"""

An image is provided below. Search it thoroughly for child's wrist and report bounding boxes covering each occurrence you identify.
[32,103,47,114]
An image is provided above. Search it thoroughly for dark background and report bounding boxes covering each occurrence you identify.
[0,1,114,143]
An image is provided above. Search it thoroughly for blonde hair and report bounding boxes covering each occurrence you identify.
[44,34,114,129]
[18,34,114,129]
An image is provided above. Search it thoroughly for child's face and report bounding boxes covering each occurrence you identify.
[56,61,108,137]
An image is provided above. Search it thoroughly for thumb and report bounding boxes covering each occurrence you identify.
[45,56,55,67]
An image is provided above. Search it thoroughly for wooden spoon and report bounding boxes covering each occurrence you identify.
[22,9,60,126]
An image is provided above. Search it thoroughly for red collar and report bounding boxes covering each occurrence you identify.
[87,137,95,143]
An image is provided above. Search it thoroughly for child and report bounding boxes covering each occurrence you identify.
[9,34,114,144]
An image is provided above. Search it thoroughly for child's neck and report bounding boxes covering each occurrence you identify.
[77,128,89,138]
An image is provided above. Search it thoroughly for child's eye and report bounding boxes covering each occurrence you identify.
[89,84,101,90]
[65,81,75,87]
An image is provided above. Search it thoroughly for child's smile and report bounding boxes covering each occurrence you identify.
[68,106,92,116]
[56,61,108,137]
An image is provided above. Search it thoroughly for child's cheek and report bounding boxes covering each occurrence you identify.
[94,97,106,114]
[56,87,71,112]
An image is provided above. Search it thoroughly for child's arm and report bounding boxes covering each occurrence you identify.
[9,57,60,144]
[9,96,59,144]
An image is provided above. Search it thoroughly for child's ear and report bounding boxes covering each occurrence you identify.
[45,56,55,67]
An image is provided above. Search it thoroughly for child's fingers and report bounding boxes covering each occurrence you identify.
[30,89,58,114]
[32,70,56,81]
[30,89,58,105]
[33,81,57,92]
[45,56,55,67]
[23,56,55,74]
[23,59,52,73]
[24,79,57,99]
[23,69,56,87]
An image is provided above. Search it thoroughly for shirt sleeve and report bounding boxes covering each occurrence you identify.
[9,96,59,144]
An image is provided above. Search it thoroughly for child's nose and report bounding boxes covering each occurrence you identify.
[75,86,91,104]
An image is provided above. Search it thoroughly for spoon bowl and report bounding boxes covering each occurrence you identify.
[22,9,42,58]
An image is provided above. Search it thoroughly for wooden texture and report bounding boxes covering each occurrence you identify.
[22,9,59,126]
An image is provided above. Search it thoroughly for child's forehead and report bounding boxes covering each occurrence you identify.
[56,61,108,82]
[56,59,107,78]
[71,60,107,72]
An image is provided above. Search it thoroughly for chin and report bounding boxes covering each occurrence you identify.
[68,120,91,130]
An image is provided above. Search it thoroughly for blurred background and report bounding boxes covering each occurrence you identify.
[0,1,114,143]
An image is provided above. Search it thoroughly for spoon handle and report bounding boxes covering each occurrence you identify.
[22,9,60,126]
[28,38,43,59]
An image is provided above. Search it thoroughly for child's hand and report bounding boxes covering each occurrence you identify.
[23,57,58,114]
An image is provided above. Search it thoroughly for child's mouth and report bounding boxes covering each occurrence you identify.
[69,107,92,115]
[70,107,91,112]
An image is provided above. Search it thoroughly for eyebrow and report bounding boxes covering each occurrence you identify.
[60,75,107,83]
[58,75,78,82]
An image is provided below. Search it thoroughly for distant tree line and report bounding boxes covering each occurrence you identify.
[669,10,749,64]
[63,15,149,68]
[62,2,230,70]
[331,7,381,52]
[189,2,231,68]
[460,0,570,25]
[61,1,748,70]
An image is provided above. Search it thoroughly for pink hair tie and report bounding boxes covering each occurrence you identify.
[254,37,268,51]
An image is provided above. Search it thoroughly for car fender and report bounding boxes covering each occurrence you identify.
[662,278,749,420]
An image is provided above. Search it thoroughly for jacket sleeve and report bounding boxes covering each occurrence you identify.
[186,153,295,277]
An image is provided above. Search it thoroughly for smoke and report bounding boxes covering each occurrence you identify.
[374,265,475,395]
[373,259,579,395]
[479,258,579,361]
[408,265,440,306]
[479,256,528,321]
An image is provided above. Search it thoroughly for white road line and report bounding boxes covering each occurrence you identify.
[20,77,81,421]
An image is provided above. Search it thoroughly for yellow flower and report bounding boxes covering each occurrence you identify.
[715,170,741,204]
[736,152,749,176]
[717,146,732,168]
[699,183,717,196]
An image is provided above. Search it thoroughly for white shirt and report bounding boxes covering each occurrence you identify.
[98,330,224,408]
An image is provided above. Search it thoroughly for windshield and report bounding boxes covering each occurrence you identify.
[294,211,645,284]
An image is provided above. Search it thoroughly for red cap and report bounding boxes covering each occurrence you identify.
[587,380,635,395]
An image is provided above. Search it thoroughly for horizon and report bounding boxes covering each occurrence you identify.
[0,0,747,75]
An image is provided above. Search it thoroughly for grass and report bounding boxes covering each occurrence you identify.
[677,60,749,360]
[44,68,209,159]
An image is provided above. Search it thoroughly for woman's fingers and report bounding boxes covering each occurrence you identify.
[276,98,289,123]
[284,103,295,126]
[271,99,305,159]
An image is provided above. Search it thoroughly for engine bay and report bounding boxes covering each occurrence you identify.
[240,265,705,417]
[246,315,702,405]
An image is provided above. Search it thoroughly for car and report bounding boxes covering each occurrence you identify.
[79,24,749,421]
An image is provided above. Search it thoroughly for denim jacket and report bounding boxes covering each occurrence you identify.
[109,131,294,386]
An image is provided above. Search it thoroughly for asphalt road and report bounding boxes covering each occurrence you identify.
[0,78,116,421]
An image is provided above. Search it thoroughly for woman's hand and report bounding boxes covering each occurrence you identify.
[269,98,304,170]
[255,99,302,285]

"""

- _ACTIVITY_
Transcribe all the material, keeping each word as it is.

- _ANSWER SECTION_
An image is provided below. Search it thoroughly for child's wrist and report bounding boxes covering each occurrence you identify.
[32,103,47,114]
An image is provided above. Search it thoroughly for dark background and report bounding boxes covering each occurrence you identify.
[0,1,114,143]
An image is provided above. Search it thoroughly for blonde hair and report bounding boxes covering each occurrence you identify.
[44,34,114,129]
[18,34,114,129]
An image is provided above. Search it thoroughly for child's face and report bounding boxes covering each occurrence you identify.
[56,61,108,137]
An image is provided above. Search it thoroughly for thumb and report bounding boxes covering each occurrence you identify.
[45,56,55,67]
An image is provided above. Search it thoroughly for wooden spoon and report bounding boxes covering each occurrence you identify.
[22,9,60,126]
An image is provided above. Search it thoroughly for red collar and report bounding boxes covering each occurrence you identify.
[87,137,95,143]
An image is provided above. Search it thoroughly for child and report bounding boxes covering each occurrence you identify.
[9,34,114,144]
An image is provided above. Search it thoroughly for child's neck and report bounding boxes covering each occurrence you identify.
[77,128,89,138]
An image is provided above. Search it thoroughly for child's eye and report bounding boxes covering each occurrence you identify.
[89,84,101,90]
[65,81,75,87]
An image is provided above. Search it thoroughly for child's smile and report bounding boxes covering each occurrence you identify.
[68,106,92,116]
[56,61,108,137]
An image is provided above. Search it thoroughly for child's cheek and report bounding boxes covering each occurrence you identify.
[94,97,106,114]
[56,87,71,112]
An image is provided above. Search it thoroughly for child's arm and report bounding boxes covering each occurrence you identify.
[9,57,60,144]
[9,96,59,144]
An image is provided above. Search it thoroughly for child's ear and report bounding boxes covering each occurrence you identify.
[45,56,55,67]
An image is provided above. Search it thoroughly for child's fingers and report bounding boxes covering each occurrence you identify.
[30,89,58,114]
[32,70,56,81]
[30,89,58,105]
[33,81,57,92]
[45,56,55,67]
[23,56,55,74]
[23,59,52,73]
[24,79,57,99]
[23,69,56,87]
An image is provided above. Search it thoroughly for shirt sleeve and report bounding boxes covering each occurrence you identify.
[9,96,59,144]
An image is provided above. Search it thoroughly for child's nose and report bounding boxes covering each occurrence you identify.
[75,86,91,104]
An image is provided above. Search it thoroughly for spoon bowl and report bounding boxes covering each occurrence you identify.
[22,9,42,58]
An image is provided above. Search it thoroughly for wooden texture and report bounding boxes covering each occurrence you identify.
[22,9,59,126]
An image is provided above. Search it thoroughly for child's forehead and report bounding boxes covering each occurrence you identify.
[56,61,108,82]
[56,59,107,78]
[71,60,107,72]
An image is provided above. Search it thoroughly for chin and report bounding boxes covering each occurrence you identify.
[68,120,91,130]
An image is provided above. Search it thoroughly for blurred background and report bounding boxes covering each occurrence you identify.
[0,1,114,143]
An image is provided above. Search it thoroughly for spoon handle and report bounding boxes covering each occurrence you identify.
[22,9,60,126]
[28,38,43,59]
An image is provided above. Search it thoroughly for child's hand and report bounding boxes covering each occurrence you identify.
[23,57,58,114]
An image is provided above. Search it thoroughly for child's mouth and report bounding boxes covering each occurrence you identify.
[69,107,92,115]
[70,107,91,112]
An image is provided above. Search it thoroughly for eyebrow and report bounding boxes covering each occurrence you identify.
[60,75,107,83]
[58,75,78,82]
An image is provided below. Search it thoroughly for distant tree line and report bounding boxes covering each occurrence you identify.
[669,10,749,64]
[63,15,149,68]
[62,2,230,70]
[331,7,381,52]
[189,2,231,68]
[460,0,570,25]
[61,1,748,70]
An image is provided above. Search it thoroughly for pink hair tie and report bounding boxes covering each occurrence you identify.
[254,37,268,51]
An image is provided above. Search it thoroughly for car fender and report bounding boxes covering each occurrence you identify.
[662,278,749,420]
An image is provided above. Search it thoroughly for jacket sleeve and report bounding boxes covering each occurrence you identify.
[186,153,295,277]
An image is provided above. Search it thoroughly for smoke and report bounding boxes covering each occurrence you identify.
[374,265,475,395]
[373,259,579,395]
[479,258,579,361]
[408,265,440,306]
[479,256,528,321]
An image is provided above. Search it thoroughly for white road line and report bounding boxes covering each occurrence you identify.
[20,77,81,421]
An image is provided above. Search it thoroughly for yellow flower and report bounding boxes covering each occurrence you identify.
[715,170,741,204]
[736,152,749,176]
[717,146,732,168]
[699,183,717,196]
An image is provided above. Search it thoroughly for white shirt and report bounding boxes covering each occurrence you identify.
[98,330,224,408]
An image is provided above. Search it thoroughly for windshield and report bounding boxes covering each occurrence you identify.
[294,211,645,284]
An image is provided above. Search it thoroughly for red cap and report bounding boxes covering each occurrence you identify.
[587,380,635,395]
An image is provided above. Search it thoroughly for horizon and report bounding boxes covering each occurrence you identify.
[0,0,747,75]
An image is provided above. Search it thoroughly for grass and report bounding boxes covering each occurrence you identify.
[677,60,749,360]
[44,68,209,159]
An image is provided above. Search it thoroughly for woman's fingers and report bounding boxes covering each occurrence you identify.
[276,98,289,123]
[284,103,295,126]
[271,99,305,159]
An image is provided above. Search it thoroughly for engine bay and report bounding boxes covering each occurrence you identify.
[240,265,705,417]
[246,315,702,405]
An image is provided above. Search it thoroughly for car and report bounding boxes covering each occurrence you identify.
[79,24,749,421]
An image is provided above. Search it thoroughly for denim jacket and report bounding boxes covering each occurrence you identify.
[109,131,294,386]
An image is provided above. Search it thoroughly for asphalt road and report bounding boxes covering each occurrence you identify.
[0,78,116,421]
An image is provided above. Search it thoroughly for woman's hand and report bounding boxes covering each occurrence you identify.
[269,98,304,170]
[255,99,302,285]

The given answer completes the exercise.